> ABOUT THIS TASK
The reply to the records below should contain exactly the lines from the line with "Note: identify the shrub" through the line with "Note: identify the woman's arm", and nothing besides.

(Natural language region descriptions)
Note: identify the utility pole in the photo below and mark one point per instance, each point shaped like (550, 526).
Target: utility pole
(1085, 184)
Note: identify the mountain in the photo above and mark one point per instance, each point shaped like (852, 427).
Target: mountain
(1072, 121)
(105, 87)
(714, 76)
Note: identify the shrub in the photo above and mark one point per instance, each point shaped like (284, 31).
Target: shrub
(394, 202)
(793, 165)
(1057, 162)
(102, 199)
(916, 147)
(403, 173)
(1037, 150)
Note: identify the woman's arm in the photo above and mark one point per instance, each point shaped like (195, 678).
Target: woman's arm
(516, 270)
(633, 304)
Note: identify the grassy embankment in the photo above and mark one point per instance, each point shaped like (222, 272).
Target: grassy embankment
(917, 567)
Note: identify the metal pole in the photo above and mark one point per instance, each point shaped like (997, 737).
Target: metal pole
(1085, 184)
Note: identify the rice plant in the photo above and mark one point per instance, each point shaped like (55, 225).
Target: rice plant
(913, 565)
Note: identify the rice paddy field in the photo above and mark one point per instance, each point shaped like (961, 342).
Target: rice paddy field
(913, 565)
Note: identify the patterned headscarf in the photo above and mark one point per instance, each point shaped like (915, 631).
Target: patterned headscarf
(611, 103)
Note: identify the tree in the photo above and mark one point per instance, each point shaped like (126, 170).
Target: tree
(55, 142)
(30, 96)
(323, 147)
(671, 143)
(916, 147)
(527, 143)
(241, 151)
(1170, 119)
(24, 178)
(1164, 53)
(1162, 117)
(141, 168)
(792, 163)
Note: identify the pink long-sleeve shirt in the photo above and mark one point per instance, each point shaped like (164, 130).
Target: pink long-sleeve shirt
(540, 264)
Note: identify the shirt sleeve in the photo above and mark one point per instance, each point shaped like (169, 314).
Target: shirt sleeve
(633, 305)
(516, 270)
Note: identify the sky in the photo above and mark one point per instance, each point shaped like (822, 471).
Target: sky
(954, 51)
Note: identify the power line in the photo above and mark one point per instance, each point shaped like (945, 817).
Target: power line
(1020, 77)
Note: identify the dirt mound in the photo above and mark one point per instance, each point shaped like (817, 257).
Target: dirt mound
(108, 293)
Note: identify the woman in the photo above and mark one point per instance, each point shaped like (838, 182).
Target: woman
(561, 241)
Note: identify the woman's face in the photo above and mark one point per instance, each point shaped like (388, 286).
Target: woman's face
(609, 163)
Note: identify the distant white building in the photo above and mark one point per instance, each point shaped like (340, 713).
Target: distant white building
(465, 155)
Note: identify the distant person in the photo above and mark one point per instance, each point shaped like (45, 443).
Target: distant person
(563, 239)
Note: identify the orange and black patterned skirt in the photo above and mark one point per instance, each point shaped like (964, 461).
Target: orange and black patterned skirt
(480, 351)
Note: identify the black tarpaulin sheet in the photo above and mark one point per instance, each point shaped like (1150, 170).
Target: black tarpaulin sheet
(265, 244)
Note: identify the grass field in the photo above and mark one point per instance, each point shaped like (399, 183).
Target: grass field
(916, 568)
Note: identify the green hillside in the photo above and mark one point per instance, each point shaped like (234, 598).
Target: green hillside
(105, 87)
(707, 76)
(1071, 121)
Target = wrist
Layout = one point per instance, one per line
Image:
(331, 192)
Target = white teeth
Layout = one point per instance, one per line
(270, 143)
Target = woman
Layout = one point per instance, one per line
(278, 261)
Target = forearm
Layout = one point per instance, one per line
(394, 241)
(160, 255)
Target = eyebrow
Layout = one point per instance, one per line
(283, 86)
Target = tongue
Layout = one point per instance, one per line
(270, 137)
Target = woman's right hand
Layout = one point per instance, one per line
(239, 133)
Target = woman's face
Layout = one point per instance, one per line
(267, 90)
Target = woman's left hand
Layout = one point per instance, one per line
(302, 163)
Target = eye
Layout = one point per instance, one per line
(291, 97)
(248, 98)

> RESULT FOR THIS EXERCISE
Note: identify the shrub in the photo above and mark one point per instance, each point shaped like (284, 31).
Target: shrub
(394, 202)
(793, 165)
(1057, 162)
(102, 199)
(916, 147)
(403, 173)
(1037, 150)
Note: identify the woman's arm in the photo above and mark one point per instance, each point shaped like (195, 678).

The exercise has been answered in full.